(Records contained in a dataset)

•••••

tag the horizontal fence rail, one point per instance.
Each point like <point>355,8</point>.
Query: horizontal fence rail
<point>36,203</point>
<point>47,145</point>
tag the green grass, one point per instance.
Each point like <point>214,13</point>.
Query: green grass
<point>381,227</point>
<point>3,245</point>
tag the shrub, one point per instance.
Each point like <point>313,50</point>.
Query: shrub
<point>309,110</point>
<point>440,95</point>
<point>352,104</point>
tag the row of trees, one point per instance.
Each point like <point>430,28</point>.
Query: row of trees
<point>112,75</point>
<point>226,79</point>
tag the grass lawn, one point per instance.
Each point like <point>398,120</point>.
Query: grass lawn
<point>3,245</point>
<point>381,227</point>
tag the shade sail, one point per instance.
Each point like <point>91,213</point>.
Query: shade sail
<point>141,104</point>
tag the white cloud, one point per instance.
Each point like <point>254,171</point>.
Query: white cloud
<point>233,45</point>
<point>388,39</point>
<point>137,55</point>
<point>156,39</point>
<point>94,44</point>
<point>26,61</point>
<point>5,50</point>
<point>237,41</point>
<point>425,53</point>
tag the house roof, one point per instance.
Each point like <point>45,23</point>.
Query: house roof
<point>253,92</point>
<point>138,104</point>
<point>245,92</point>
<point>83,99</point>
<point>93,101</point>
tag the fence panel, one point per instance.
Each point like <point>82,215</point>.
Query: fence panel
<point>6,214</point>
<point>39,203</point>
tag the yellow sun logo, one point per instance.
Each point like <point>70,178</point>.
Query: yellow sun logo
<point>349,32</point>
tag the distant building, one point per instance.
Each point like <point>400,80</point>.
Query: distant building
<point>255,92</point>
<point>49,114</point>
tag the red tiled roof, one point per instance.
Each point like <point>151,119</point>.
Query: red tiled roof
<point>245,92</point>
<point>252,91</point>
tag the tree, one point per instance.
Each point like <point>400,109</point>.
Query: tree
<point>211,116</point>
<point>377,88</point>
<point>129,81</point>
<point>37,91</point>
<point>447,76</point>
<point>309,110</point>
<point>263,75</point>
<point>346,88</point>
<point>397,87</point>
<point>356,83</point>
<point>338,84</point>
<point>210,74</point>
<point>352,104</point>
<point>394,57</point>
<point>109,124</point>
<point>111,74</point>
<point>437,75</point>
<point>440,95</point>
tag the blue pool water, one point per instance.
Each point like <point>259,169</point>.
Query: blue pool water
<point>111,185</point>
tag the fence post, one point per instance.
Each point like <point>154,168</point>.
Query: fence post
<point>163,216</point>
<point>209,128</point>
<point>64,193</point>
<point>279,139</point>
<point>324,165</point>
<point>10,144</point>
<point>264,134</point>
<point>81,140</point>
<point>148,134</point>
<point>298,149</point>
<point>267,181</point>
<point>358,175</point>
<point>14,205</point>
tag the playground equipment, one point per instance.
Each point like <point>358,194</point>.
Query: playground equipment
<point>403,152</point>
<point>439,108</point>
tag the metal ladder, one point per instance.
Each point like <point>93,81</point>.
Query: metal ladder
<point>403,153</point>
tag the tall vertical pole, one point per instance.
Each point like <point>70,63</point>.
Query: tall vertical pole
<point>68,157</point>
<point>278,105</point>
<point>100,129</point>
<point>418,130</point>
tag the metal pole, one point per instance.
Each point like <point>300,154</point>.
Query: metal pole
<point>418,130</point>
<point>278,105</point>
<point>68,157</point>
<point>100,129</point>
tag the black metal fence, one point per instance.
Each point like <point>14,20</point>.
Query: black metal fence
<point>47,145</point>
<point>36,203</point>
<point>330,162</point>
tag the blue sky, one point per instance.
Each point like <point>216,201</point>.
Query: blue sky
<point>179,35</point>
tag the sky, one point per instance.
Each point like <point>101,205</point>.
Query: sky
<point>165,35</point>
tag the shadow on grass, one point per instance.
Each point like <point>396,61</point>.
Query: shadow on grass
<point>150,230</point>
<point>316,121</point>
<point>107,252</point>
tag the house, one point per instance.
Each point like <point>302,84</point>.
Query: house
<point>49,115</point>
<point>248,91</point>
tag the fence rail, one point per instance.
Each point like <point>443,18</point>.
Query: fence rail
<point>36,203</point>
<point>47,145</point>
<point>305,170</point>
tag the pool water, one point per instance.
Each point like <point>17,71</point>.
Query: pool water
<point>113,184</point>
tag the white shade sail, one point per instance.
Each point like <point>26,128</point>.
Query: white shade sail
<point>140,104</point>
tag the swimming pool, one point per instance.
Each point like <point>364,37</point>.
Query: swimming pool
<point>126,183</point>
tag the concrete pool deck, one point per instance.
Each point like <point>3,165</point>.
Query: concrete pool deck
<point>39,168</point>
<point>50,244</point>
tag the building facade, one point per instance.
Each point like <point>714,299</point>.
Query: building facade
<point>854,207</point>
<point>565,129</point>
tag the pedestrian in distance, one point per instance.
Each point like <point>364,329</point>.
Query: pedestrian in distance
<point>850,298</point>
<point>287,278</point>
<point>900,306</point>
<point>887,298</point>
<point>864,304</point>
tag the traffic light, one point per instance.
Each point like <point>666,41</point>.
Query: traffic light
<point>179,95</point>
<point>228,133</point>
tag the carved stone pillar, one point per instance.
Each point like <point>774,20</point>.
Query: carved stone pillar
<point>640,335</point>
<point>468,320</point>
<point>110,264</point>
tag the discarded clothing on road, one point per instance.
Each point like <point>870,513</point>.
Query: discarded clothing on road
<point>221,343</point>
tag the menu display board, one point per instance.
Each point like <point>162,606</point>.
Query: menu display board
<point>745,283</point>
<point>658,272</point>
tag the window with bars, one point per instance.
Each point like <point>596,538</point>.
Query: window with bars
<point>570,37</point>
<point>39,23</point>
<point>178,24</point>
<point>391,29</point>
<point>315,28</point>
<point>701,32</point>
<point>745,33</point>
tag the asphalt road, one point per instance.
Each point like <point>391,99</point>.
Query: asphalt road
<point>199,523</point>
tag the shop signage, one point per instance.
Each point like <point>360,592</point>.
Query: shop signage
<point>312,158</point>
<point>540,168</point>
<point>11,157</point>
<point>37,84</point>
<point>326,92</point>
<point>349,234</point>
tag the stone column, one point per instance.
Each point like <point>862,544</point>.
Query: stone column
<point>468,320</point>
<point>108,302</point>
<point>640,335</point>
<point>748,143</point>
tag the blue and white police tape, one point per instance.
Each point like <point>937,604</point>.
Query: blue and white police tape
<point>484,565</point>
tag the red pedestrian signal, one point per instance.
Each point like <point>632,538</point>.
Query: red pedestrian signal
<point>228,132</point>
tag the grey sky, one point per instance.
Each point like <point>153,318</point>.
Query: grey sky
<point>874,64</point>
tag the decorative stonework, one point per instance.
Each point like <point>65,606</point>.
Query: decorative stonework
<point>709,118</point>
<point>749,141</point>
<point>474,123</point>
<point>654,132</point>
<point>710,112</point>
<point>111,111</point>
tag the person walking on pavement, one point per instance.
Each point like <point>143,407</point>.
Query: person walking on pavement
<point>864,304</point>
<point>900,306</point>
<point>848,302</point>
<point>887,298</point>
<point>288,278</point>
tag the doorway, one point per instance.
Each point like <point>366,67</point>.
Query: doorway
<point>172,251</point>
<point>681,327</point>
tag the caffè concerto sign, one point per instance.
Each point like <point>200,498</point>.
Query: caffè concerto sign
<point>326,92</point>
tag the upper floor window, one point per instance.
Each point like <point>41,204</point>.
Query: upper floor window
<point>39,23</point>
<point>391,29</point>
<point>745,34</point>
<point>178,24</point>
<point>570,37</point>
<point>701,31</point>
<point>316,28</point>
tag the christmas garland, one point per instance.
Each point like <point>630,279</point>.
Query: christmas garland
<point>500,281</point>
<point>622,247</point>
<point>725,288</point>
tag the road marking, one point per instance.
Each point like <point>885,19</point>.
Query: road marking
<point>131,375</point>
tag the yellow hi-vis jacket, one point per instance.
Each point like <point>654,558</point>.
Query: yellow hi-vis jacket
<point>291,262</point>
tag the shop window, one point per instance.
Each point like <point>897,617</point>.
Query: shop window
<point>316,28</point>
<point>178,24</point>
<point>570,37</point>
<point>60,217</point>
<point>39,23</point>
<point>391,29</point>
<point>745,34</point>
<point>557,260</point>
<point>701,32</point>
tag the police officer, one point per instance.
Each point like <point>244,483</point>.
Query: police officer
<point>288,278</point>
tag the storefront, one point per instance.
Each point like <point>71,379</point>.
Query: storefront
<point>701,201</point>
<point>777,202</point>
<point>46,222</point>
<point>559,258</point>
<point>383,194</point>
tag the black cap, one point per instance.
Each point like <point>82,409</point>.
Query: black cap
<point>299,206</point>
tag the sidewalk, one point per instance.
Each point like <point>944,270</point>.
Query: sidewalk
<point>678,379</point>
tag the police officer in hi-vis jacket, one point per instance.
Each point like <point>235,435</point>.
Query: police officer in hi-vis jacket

•••••

Assignment :: All that is wanted is the stretch of lines above from the one containing "tag the fence rail, one point per instance." through the one containing "tag the building", duplicated exactly.

Task solution ::
tag the fence rail, one point per instance.
Each point like <point>443,18</point>.
Query: fence rail
<point>36,203</point>
<point>47,145</point>
<point>305,170</point>
tag the pool water, one point per instance.
Each point like <point>17,71</point>.
Query: pool water
<point>113,184</point>
tag the white shade sail, one point per instance.
Each point like <point>26,128</point>.
Query: white shade sail
<point>140,104</point>
tag the swimming pool, one point per instance.
Each point like <point>364,37</point>.
Query: swimming pool
<point>126,183</point>
tag the concrete pool deck, one point per instance.
Each point like <point>3,165</point>.
Query: concrete pool deck
<point>39,168</point>
<point>50,244</point>
tag the building facade, one point per instance.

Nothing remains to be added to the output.